*** Opening SUPPLIED DATA ***

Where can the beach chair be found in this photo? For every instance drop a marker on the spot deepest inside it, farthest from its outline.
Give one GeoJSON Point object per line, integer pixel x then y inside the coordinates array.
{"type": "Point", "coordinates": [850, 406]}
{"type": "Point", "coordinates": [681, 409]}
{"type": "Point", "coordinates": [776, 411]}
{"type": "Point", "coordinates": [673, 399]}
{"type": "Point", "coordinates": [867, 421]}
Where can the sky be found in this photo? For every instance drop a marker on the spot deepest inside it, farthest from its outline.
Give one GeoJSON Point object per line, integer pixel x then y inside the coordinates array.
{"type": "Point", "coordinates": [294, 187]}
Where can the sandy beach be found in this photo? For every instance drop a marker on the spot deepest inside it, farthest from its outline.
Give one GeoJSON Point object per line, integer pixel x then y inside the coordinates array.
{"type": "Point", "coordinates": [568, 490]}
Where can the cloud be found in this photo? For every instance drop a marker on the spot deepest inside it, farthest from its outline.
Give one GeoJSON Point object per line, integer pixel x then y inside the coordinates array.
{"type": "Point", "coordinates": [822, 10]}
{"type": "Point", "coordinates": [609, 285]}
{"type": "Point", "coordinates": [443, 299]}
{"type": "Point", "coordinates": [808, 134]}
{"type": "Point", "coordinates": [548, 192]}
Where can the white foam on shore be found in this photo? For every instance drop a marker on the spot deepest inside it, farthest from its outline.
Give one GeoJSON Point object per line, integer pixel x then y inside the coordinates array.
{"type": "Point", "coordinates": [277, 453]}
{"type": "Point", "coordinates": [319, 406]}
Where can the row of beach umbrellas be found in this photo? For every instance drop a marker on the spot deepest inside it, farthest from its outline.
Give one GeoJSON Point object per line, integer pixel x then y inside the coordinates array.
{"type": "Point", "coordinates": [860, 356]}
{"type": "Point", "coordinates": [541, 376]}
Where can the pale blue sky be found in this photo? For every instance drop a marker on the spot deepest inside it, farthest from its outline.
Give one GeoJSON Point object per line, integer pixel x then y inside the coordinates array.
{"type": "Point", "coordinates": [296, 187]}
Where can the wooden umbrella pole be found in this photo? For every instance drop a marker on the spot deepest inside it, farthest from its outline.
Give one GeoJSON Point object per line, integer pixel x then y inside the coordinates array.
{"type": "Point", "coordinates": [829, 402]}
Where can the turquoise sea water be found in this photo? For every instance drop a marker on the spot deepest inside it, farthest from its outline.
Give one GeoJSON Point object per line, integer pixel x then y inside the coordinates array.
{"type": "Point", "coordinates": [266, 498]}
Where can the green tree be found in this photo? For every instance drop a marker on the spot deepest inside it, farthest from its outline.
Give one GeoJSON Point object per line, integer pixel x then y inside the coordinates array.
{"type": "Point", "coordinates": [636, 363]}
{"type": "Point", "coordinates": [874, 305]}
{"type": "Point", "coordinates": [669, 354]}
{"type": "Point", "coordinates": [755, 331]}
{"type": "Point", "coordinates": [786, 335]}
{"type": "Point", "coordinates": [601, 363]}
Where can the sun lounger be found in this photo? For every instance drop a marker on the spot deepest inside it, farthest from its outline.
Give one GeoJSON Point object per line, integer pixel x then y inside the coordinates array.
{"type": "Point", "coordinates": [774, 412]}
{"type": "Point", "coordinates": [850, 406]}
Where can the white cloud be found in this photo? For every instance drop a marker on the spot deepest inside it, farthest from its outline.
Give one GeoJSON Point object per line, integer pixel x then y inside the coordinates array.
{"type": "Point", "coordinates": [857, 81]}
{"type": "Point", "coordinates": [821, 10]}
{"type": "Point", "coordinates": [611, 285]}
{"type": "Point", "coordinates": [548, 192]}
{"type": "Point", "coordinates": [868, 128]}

*** Closing SUPPLIED DATA ***
*** Opening SUPPLIED DATA ***

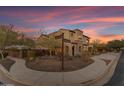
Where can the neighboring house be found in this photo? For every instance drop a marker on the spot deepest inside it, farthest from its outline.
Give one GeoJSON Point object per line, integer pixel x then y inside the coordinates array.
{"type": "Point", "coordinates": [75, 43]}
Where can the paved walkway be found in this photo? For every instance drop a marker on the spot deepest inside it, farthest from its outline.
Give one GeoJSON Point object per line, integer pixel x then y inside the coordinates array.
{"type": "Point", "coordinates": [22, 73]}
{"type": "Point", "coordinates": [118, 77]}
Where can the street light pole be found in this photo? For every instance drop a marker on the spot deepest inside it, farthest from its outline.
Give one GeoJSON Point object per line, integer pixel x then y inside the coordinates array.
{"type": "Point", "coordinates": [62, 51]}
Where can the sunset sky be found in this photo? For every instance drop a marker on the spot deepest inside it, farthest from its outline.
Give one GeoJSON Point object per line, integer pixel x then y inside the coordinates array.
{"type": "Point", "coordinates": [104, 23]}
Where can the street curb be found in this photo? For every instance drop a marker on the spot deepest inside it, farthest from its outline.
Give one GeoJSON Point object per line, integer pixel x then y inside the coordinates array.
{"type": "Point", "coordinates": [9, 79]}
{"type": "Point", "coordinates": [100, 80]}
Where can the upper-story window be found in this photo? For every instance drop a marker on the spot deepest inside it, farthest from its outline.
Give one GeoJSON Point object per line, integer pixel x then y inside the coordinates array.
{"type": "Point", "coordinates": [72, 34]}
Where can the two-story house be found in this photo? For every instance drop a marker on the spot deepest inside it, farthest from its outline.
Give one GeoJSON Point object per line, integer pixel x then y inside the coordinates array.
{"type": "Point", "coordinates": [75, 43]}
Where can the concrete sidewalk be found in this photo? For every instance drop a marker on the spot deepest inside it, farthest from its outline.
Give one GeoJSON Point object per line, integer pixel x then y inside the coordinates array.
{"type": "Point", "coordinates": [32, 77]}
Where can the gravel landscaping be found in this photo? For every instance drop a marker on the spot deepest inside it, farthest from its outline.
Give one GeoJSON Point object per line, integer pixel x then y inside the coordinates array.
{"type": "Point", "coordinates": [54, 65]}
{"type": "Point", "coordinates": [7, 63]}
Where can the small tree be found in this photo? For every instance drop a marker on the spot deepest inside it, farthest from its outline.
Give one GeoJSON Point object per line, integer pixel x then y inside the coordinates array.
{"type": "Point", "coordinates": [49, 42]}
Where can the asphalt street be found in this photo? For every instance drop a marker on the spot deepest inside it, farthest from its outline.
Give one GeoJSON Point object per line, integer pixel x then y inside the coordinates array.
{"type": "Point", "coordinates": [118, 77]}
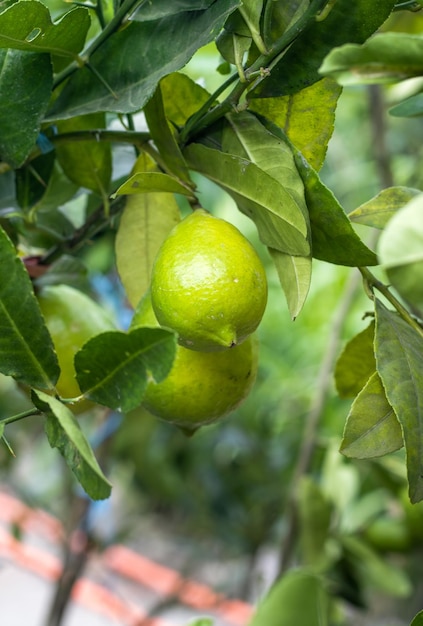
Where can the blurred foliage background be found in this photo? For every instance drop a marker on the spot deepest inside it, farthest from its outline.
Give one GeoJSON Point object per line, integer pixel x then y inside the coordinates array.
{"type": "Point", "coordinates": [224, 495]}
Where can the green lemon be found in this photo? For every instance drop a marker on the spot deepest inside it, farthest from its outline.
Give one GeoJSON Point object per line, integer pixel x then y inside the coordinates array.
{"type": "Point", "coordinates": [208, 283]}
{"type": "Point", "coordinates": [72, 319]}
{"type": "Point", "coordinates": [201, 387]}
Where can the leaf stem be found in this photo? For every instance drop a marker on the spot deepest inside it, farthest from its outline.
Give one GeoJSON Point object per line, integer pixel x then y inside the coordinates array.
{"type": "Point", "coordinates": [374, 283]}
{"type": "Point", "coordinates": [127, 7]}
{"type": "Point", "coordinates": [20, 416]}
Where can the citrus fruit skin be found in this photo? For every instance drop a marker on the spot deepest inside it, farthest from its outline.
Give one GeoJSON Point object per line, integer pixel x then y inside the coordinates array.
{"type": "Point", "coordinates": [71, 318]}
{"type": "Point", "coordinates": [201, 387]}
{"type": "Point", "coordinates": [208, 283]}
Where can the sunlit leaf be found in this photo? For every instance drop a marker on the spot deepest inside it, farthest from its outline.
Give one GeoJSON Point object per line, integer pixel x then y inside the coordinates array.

*** Closing SUPPLIED DATA ***

Once you find the line with "Where can the white foam" in the entries above, output it and each line after it up to and including the line with "Where can the row", and nothing else.

_FINISHED TASK_:
Where can the white foam on shore be found in this photo? For every instance drop a marker on the spot deepest inside it, farthest from its outline.
Give one GeoJSON Point object per line, integer pixel x then y inside the coordinates array.
{"type": "Point", "coordinates": [277, 453]}
{"type": "Point", "coordinates": [319, 406]}
Where can the row of beach umbrellas be found in this photo? For every instance drop a marker on the spot deepest inside it, farthest from its outline.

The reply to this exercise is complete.